TASK TO CARRY OUT: Your task is to repeat each record verbatim, exactly as it was written.

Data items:
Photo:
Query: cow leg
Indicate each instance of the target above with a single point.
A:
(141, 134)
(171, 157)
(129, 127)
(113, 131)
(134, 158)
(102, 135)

RESPONSE TO THIS EXERCISE:
Photo:
Query: cow leg
Indicate each instance of the target above with a single point.
A:
(141, 134)
(171, 157)
(129, 127)
(113, 131)
(134, 158)
(102, 135)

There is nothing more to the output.